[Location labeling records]
******************************

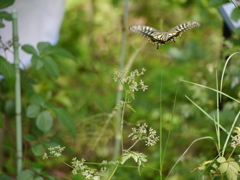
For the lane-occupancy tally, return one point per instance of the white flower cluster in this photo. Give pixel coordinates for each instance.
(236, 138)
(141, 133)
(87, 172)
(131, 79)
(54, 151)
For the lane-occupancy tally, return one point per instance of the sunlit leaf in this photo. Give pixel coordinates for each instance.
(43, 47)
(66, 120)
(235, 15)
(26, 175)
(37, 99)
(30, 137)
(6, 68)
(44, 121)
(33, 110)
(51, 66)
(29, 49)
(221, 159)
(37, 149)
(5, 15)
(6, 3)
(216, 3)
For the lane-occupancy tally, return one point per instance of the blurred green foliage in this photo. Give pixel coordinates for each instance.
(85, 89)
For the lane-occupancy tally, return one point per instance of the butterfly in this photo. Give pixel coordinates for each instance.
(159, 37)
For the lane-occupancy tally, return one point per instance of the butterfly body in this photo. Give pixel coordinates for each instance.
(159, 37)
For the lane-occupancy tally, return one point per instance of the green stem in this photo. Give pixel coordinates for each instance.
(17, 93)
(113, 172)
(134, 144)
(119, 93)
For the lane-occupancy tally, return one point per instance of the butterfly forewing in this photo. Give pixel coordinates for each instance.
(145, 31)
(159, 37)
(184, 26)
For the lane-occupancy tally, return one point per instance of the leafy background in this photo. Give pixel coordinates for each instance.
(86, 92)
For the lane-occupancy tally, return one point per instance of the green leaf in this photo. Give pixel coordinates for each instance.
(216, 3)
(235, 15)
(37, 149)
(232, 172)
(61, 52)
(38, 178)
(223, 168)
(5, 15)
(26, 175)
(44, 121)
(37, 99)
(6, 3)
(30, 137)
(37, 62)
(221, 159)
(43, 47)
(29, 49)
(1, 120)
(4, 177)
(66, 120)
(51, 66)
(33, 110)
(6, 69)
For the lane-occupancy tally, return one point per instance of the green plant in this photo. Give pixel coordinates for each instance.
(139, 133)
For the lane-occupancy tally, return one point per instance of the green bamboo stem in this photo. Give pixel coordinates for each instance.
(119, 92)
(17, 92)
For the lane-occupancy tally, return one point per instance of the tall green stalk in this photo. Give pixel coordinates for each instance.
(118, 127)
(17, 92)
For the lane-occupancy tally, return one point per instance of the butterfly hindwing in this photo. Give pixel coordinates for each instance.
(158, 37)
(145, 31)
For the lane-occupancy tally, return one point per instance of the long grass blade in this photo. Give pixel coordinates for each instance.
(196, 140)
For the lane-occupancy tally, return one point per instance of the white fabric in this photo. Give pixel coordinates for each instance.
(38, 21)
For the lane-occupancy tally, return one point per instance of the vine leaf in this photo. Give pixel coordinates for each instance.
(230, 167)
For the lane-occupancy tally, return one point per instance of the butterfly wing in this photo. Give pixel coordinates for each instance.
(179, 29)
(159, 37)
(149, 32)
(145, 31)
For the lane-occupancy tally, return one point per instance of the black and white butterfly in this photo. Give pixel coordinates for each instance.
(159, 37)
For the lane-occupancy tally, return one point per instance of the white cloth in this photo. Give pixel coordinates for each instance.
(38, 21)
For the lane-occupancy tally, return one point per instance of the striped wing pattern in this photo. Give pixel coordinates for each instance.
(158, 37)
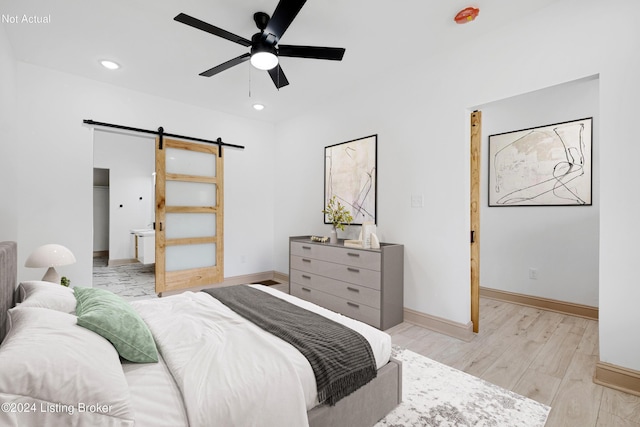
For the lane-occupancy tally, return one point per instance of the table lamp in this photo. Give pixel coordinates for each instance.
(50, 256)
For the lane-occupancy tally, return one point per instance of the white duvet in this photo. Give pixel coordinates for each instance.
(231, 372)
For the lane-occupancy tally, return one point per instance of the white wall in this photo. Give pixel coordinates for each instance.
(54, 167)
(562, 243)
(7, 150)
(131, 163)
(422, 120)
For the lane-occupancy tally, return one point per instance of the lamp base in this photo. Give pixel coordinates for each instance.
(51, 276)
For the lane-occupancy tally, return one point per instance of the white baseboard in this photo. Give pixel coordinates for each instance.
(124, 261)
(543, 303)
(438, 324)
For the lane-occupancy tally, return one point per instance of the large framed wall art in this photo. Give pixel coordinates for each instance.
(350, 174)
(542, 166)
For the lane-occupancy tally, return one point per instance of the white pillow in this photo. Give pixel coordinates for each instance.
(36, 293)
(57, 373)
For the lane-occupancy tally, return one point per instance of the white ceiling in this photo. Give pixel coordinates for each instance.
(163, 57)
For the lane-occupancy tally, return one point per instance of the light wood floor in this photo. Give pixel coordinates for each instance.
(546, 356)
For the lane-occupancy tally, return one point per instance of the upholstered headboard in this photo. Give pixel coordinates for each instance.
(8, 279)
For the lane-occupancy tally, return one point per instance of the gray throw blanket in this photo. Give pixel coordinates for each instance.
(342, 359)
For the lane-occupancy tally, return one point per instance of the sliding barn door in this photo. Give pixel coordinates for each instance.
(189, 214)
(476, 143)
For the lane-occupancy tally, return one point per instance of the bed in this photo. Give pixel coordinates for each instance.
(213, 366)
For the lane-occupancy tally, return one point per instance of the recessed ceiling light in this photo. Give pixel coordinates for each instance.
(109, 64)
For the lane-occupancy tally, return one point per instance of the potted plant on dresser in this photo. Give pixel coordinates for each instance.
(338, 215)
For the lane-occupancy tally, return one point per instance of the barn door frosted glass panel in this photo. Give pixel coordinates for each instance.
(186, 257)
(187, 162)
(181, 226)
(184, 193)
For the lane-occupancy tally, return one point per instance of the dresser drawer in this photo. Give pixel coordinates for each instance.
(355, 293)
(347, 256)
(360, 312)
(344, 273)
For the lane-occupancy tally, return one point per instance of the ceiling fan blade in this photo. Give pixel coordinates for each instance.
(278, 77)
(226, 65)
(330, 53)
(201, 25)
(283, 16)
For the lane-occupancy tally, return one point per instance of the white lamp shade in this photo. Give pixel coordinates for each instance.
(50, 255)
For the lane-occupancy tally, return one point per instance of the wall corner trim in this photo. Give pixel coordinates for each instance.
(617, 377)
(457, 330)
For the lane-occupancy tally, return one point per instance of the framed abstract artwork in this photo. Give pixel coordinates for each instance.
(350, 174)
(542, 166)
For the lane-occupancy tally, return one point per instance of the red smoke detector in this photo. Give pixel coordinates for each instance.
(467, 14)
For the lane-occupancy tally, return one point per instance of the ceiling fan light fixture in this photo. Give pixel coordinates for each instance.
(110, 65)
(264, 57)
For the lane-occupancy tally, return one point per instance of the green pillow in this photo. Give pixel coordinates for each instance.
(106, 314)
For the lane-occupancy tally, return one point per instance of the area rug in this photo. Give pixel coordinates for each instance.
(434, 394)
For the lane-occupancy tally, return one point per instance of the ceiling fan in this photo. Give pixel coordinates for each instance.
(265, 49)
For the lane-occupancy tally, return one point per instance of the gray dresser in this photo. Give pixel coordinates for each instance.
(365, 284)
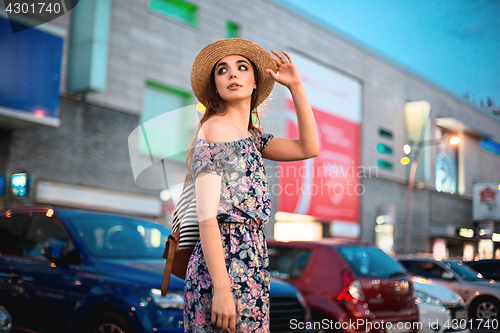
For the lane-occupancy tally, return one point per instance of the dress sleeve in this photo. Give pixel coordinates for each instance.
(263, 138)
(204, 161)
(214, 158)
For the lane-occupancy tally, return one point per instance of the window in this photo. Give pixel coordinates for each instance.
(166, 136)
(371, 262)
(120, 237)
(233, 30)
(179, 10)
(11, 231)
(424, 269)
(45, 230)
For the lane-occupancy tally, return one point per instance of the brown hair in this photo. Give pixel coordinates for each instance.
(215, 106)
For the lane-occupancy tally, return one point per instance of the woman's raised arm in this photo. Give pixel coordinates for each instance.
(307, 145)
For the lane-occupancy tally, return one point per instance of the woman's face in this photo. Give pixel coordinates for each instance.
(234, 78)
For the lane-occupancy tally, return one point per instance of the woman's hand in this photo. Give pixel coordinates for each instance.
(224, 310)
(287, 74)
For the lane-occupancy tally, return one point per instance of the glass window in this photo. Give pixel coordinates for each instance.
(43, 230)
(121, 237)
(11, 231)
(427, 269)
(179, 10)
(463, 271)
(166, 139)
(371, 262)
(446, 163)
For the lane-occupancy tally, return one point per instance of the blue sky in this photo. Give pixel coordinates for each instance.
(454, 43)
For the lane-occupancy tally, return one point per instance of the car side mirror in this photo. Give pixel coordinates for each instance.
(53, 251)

******************************

• _Your task_
Write out exactly the final stretch of the records: the line containing "of the window" and every line after it, through the last, and nothing else.

• _Task solution_
For the lane-occupancy tally, return one point per instance of the window in this photo. Give pixel coordinates for each instance.
(166, 136)
(371, 262)
(120, 237)
(233, 30)
(179, 10)
(11, 231)
(424, 269)
(45, 230)
For the lane-occupancy tally, return one point per instance of the brown hair in this photo. Give pixel coordinates for each instance.
(215, 106)
For the lane-occupancy tally, return one point per instance of the woman's raised arm in this photo. Give pixel coordinates for each instance.
(307, 145)
For the lane-occupancy tally, return one point per instance of the woman's face in this photo. Give pixel coordinates for each instance.
(234, 78)
For the lane-occupancy tally, return one point per instance of the woman's hand in this photo. Give pixel coordinates for each instance.
(224, 310)
(287, 74)
For the lane-occupancy tally, return one point per instance of the glass window in this photo. Give pixel coordinates for each instance.
(43, 230)
(121, 237)
(11, 231)
(427, 269)
(179, 10)
(463, 271)
(166, 139)
(371, 262)
(446, 163)
For the lane-occupancy tally, return one point per instance of the blue sky in this photo. Give pixel coordinates for each instance.
(454, 43)
For the lane-occupancy tally, return one point per instance of the car side mirror in this photo. Give pixel coordinates for each instance.
(53, 251)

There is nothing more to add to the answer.